━━ KUTIPAN TERPILIH

Penawaran investasi ini bersifat autonomous, dimana besarnya relatif tidak tergantung pada keuntungan ekspektasi (expected return – Er). Hal ini mengakibatkan gambaran kurva penawaran investasi menjadi vertikal, yang bermakna berapapun perubahan ekspektasi keuntungan tidak membuat jumlah penawaran investasi berubah. Jumlah penawaran investasi lebih disebabkan inisiatif pelakunya yaitu pelaku bisnis, pemerintah dan sektor sosial.

Sementara itu permintaan investasi cenderung terdiri atas dua komponen. Yang pertama komponen investasi autonomous (Io) yang tidak tergantung pada variabel lain, boleh jadi komponen ini ada akibat preferensi investor untuk berinvestasi dengan motif bersifat individual (keinginan diri sendiri - Iriil) dan sosial (amal shaleh – Iamal shaleh). Permintaan akan investasi sosial ini pula yang kemudian menimbulkan respon adanya penawaran projek – projek investasi bersifat sosial.

Sedangkan yang kedua investasi yang tergantung pada besar kecilnya ekspektasi keuntungan. Investasi ini muncul disebabkan oleh kecenderungan pemilik modal ingin mempertahankan (termasuk menambah) tingkat kekayaan yang mereka miliki, karena pada tingkat kekayaan tertentu para investor yang notabene adalah muzakki akan terekspose oleh risiko zakat. Artinya zakat akan mengurangi jumlah kekayaan mereka ketika kekayaan mereka mencapai atau melebihi jumlah tertentu (nishab). Oleh sebab itu, sebagai tindakan balik dalam rangka mempertahankan tingkat kekayaanya, maka seorang investor/muzakki memiliki pilihan yaitu memberdayakan kekayaannya untuk memperoleh keuntungan atau menambah kekayaan mereka. Dalam perspektif lain penggunaan kekayaan investor/muzakki sebenarnya adalah membuka peluang individu lain untuk memperoleh manfaat dari kekayaan mereka. Seperti mereka yang tidak memiliki modal tapi memiliki keahlian dalam berbagai usaha bisnis atau ekonomi. Dengan demikian, model permintaan investasi dapat digambarkan dengan persamaan sebagai berikut:

Id = Io + h(Er)

━━━━

TUGAS 1 =
Kembalikan tanpa perubahan bagian uraian tentang investasi dan zakat yang dibuka dengan kata-kata berisi "Sementara itu permintaan" dan ditutup dengan "investasi bersifat sosial.".
TUGAS 2 =
Teruskan uraian tentang permintaan investasi dan zakat dari titik terakhirnya.

━━ CUPLIKAN BARIS

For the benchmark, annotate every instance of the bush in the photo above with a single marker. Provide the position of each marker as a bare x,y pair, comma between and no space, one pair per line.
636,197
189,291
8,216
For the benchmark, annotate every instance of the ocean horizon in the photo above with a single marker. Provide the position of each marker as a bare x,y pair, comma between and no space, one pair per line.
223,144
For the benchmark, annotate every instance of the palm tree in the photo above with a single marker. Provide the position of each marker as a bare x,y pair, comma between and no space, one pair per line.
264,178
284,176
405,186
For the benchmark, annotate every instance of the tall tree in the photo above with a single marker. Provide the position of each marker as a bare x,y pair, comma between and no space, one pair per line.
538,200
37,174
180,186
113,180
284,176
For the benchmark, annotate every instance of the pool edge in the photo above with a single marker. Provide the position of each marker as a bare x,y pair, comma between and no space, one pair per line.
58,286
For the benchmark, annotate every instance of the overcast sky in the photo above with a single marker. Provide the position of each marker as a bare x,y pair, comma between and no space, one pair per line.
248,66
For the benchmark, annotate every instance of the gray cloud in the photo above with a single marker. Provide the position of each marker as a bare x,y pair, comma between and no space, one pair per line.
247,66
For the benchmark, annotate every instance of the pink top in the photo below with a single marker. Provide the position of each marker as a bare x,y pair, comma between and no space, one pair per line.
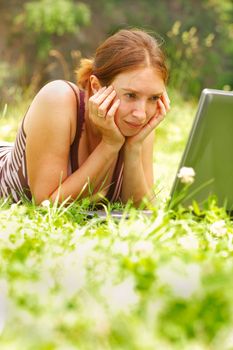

━━━━

KELUARAN YANG DIHARAPKAN 1 =
Sementara itu permintaan investasi cenderung terdiri atas dua komponen. Yang pertama komponen investasi autonomous (Io) yang tidak tergantung pada variabel lain, boleh jadi komponen ini ada akibat preferensi investor untuk berinvestasi dengan motif bersifat individual (keinginan diri sendiri - Iriil) dan sosial (amal shaleh – Iamal shaleh). Permintaan akan investasi sosial ini pula yang kemudian menimbulkan respon adanya penawaran projek – projek investasi bersifat sosial.

KELUARAN YANG DIHARAPKAN 2 =
Dimana:
h = sensitifitas permintaan terhadap Er
Io = kW + lW; k + l = 1, atau
Io = Iriil + Iamal shaleh

Dimana:
Iriil = kW
Iamal Shaleh = lW
k = bagian kekayaan yang diinvestasikan bermotif pribadi
l = bagian kekayaan yang diinvestasikan bermotif sosial
W = kekayaan (Wealth)

Pada sisi permintaan investasi, keikutsertaannya kelompok pemilik modal tergantung pada keberadaan usaha yang telah ada dipasar, dimana mereka menempatkan sebagian modalnya (uang) pada usaha yang ada, sehingga besar – kecil jumlah investasi atau penanaman modal mereka pada projek investasi tergantung pada besar – kecil ekspektasi keuntungan yang ada. Semakin besar ekspektasi keuntungan, maka akan semakin besar permintaan terhadap projek investasi tersebut. Begitu juga sebaliknya, jika ekspektasi keuntungan kecil, maka permintaan projek investasi pun akan turun. Seberapa besar penurunan permintaan investasi sangat tergantung pada tingkat sensitifitas permintaan tersebut terhadap pergerakan naik – turunnya ekspektasi keuntungan (h).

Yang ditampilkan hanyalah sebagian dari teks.